- Required task -
Please rewrite every line of the records below, keeping the text lines unchanged and multiplying each bounding-box coordinate by 0.7, rounded to the nearest whole number with halves rounded up. Leave the pictures out of your answer.

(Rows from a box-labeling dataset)
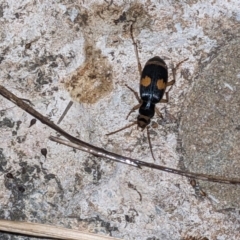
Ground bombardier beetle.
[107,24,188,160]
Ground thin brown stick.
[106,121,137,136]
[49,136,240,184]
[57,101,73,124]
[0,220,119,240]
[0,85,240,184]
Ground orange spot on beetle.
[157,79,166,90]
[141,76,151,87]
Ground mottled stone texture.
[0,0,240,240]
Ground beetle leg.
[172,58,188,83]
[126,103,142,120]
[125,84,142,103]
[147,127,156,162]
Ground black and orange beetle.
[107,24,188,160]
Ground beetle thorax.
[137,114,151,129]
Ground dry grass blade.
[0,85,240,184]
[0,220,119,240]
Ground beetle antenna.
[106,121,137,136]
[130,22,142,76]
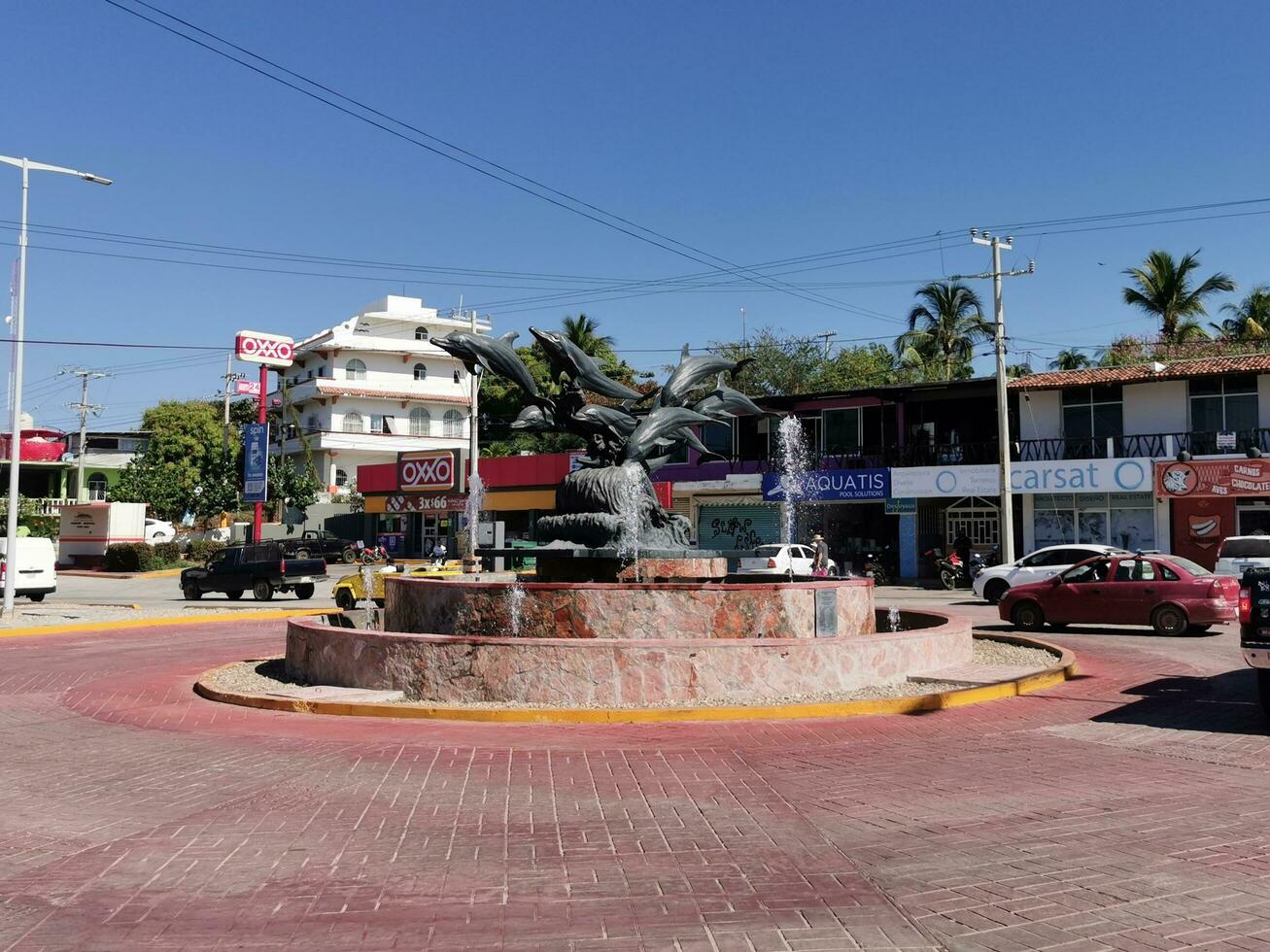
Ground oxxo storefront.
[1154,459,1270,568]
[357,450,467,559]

- Solution to this problem -
Ground bombardier beetle.
[75,17,132,112]
Ground thin brown stick.
[74,85,96,95]
[34,95,168,129]
[40,71,51,87]
[0,154,83,168]
[0,60,168,129]
Ground orange spot on beetle.
[110,55,116,63]
[99,53,106,61]
Ground mottled stone texture.
[0,0,168,168]
Ground beetle leg.
[120,41,132,58]
[88,72,99,84]
[88,59,99,72]
[103,89,109,113]
Ground black and orange beetle.
[75,17,132,112]
Ground beetle thorax.
[96,80,106,90]
Ground dry grass blade.
[0,60,168,129]
[0,154,83,168]
Ground beetle antenna.
[74,85,96,95]
[91,15,99,53]
Ground oxxo storefront.
[808,321,889,398]
[250,315,327,391]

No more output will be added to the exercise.